- Written request:
Write out exactly, please, the lines from the one containing "Reviewer note. Check that every instance of the wicketkeeper" to the end of the material.

- Records shown:
————

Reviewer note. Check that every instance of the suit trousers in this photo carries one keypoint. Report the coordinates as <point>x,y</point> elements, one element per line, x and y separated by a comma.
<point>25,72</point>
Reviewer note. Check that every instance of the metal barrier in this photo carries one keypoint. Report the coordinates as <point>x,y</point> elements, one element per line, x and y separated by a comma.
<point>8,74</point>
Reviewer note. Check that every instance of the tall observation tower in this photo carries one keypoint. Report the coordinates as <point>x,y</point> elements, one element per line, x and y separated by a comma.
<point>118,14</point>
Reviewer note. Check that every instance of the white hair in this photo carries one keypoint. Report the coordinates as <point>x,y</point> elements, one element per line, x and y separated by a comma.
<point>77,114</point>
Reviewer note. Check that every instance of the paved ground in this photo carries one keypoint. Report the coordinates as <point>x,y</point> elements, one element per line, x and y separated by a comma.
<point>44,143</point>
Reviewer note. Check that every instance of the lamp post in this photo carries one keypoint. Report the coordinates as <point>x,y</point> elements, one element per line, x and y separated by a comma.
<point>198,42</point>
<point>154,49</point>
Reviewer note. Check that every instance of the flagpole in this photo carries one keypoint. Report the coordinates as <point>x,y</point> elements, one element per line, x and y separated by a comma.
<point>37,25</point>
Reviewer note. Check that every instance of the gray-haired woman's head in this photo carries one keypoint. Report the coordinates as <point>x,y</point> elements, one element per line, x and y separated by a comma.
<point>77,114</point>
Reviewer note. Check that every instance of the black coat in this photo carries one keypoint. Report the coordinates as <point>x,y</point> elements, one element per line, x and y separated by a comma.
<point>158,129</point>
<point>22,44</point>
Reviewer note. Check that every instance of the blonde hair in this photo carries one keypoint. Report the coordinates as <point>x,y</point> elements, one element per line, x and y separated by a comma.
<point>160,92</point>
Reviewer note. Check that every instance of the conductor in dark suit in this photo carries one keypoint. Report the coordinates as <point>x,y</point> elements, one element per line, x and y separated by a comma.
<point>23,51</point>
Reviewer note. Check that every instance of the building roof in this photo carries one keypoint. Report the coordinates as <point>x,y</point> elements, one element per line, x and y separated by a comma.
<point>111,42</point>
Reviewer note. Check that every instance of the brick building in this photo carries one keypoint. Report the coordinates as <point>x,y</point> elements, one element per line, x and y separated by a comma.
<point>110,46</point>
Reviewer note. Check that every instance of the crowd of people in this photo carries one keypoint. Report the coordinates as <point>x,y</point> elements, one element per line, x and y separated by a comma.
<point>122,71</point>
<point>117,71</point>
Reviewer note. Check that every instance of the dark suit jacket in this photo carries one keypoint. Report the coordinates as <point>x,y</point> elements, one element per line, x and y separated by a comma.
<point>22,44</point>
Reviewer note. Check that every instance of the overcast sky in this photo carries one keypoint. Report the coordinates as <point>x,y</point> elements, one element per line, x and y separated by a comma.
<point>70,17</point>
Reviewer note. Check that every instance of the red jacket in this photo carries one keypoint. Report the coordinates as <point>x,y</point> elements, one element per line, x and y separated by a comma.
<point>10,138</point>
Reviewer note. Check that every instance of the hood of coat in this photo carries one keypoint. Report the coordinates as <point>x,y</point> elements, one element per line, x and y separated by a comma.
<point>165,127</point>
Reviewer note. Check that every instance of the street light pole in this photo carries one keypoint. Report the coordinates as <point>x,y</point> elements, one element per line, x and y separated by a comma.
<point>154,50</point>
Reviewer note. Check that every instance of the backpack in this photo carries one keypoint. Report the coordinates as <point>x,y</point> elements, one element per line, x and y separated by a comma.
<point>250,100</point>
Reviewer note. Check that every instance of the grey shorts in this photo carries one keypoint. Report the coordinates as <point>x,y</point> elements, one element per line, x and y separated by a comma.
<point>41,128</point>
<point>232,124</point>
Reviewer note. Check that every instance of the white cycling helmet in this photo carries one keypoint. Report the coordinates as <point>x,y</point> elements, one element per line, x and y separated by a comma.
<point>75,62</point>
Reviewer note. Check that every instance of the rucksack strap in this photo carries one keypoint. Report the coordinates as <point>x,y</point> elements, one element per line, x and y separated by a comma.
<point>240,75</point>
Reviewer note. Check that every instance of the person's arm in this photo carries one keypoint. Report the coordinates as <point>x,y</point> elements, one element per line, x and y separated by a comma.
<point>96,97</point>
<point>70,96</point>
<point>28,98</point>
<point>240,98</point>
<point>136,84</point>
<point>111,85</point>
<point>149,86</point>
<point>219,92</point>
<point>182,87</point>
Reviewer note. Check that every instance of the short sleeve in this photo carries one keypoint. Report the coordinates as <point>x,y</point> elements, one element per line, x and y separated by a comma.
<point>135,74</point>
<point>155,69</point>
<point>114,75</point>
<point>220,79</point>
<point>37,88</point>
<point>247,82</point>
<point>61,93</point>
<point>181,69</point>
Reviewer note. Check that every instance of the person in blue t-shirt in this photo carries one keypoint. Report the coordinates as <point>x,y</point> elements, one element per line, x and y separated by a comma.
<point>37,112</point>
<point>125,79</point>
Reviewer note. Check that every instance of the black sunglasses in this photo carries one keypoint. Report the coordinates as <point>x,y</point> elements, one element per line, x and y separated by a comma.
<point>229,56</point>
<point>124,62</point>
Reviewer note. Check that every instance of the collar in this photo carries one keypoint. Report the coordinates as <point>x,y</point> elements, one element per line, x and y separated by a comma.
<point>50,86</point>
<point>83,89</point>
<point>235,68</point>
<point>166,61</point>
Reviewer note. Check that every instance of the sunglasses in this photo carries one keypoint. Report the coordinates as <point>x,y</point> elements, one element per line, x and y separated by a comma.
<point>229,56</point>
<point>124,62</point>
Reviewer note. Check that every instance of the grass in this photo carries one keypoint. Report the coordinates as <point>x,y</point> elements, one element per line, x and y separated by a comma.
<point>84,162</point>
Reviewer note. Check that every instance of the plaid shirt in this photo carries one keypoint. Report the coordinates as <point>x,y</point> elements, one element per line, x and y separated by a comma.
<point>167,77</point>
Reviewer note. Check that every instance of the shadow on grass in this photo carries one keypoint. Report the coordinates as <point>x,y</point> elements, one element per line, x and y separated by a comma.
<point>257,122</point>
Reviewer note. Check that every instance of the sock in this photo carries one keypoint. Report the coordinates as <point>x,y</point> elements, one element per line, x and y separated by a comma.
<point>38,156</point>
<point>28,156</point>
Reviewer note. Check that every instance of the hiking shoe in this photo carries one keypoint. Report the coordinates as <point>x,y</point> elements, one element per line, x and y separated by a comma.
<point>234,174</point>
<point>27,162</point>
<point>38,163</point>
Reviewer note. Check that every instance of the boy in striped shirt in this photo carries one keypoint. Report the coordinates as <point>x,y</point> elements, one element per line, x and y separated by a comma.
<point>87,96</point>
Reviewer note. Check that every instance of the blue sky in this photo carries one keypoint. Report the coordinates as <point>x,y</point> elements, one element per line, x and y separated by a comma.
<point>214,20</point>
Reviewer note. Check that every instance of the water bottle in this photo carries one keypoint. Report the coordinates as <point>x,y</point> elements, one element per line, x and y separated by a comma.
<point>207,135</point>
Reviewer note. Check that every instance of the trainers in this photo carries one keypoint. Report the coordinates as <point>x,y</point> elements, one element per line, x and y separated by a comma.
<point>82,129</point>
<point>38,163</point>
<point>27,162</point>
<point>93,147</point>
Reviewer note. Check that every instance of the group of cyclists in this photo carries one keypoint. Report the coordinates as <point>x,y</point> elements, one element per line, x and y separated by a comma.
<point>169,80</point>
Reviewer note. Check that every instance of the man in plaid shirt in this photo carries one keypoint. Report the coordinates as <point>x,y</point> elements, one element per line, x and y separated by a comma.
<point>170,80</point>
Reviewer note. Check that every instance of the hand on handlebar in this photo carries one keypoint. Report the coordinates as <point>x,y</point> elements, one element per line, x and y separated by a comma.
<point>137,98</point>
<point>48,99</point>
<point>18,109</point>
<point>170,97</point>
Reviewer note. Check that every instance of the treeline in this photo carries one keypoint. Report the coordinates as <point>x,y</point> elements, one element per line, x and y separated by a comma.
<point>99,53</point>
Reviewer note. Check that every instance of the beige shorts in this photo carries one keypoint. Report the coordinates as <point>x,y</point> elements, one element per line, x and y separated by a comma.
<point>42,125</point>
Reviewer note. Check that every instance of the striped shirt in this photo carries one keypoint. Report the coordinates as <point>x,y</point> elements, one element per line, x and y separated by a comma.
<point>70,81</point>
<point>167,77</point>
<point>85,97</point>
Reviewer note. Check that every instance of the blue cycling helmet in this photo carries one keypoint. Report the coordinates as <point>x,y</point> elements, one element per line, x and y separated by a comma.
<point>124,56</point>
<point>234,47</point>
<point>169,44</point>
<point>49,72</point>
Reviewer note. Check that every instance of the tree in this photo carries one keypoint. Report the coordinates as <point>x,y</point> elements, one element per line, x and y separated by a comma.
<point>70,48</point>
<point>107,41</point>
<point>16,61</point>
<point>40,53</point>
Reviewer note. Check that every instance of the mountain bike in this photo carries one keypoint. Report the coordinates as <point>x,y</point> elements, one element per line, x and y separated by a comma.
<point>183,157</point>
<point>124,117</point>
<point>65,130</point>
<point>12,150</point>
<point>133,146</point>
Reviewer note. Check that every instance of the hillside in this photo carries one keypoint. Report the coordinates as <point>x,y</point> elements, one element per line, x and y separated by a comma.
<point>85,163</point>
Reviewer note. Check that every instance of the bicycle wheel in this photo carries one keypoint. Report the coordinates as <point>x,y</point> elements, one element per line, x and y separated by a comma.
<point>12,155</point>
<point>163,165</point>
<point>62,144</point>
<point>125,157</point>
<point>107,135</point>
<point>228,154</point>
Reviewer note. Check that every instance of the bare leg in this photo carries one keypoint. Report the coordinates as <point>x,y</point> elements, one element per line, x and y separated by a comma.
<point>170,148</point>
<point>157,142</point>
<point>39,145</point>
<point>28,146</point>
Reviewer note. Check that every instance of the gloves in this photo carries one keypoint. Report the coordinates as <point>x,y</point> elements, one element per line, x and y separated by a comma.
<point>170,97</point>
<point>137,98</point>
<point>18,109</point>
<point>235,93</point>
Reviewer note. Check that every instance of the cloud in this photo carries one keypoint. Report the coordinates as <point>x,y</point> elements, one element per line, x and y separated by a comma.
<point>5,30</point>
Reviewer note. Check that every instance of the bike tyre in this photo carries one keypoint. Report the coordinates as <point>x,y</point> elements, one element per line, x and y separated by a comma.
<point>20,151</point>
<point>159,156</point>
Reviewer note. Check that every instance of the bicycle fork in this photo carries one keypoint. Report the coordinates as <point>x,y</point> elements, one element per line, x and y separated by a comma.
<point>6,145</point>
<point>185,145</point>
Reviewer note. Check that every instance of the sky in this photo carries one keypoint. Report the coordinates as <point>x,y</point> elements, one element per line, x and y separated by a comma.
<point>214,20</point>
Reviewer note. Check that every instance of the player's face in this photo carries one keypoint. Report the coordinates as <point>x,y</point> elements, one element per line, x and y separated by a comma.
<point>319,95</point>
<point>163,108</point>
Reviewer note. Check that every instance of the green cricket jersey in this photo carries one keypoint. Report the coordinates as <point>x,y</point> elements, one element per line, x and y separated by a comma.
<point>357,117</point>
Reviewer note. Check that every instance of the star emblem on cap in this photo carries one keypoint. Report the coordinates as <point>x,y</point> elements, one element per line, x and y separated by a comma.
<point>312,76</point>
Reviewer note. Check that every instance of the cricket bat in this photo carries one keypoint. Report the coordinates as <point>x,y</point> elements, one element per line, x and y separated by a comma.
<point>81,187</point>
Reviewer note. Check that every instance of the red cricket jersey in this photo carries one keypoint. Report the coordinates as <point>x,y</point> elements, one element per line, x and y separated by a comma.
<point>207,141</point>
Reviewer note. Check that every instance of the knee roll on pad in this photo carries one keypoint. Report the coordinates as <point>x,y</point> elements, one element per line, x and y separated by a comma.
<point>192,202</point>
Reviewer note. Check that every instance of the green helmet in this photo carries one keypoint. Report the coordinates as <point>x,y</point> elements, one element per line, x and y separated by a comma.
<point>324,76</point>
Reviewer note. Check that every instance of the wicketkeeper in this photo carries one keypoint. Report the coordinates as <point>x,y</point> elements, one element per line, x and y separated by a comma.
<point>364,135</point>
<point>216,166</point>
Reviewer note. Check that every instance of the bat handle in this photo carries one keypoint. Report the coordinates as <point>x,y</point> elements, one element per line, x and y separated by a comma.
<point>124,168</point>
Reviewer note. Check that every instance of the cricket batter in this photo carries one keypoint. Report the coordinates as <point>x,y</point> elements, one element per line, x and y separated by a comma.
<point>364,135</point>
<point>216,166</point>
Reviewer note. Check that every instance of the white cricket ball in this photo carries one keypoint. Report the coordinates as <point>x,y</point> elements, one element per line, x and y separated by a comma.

————

- Task solution:
Reviewer note. Check that every instance of the wicketkeeper in this photo carries one keypoint. Report the coordinates as <point>x,y</point> elements, one element per line, x and y separated by a comma.
<point>364,135</point>
<point>216,166</point>
Reviewer note. Check that every instance of the bat handle in this photo carries one keypoint. Report the coordinates as <point>x,y</point> elements, one element per line, x and y separated by a comma.
<point>124,168</point>
Reviewer note. Check that every instance of the cricket batter in this photo carries one keypoint. Report the coordinates as <point>x,y</point> elements, one element per line, x and y separated by a comma.
<point>364,135</point>
<point>216,166</point>
Reviewer note. Check that every instance of the white cricket ball in this photo carries one keypoint. Report the coordinates as <point>x,y</point> elements, one element per line, x and y separated by a comma.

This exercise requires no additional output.